AIM OF THE TASK — Retype each line of the material below, keeping every character unchanged.

DATA EXCERPTS —
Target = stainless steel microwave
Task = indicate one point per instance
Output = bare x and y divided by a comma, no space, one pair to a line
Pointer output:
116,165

RESULT FOR THIS EXERCISE —
Target = stainless steel microwave
Task = indicate one point per instance
Output = bare x and y divided by a comma, no space, one pair to a line
Pointer output:
116,165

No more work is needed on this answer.